[Dataset records]

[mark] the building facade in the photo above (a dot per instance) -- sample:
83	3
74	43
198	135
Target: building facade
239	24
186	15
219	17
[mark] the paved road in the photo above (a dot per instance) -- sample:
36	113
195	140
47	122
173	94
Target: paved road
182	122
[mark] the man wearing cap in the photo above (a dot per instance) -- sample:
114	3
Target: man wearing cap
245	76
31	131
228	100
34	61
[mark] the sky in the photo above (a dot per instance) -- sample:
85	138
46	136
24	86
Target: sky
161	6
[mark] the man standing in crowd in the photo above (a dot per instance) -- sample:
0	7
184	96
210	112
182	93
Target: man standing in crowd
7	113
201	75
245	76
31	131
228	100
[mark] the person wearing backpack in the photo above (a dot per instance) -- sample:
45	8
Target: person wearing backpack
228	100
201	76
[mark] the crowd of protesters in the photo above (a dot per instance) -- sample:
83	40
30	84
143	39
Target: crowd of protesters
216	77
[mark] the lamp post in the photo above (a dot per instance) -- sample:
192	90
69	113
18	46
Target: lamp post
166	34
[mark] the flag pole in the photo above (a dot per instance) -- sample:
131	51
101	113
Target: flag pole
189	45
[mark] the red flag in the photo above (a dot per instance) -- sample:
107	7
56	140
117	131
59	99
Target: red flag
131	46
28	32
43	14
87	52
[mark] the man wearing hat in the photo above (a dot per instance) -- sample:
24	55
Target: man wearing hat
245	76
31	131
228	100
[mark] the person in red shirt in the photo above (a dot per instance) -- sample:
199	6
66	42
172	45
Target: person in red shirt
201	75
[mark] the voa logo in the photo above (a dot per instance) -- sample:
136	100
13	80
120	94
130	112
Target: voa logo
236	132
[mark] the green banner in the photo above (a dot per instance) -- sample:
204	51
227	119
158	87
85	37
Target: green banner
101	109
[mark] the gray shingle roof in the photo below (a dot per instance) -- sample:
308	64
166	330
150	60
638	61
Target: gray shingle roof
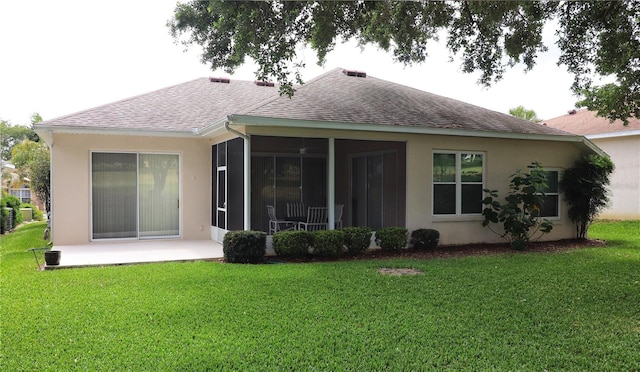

[What to produce]
Copy every line of the listing above that contains the word "banner".

[Output for this task]
[mark] the green banner in the photo above (a dot per instance) -- sample:
Target: green banner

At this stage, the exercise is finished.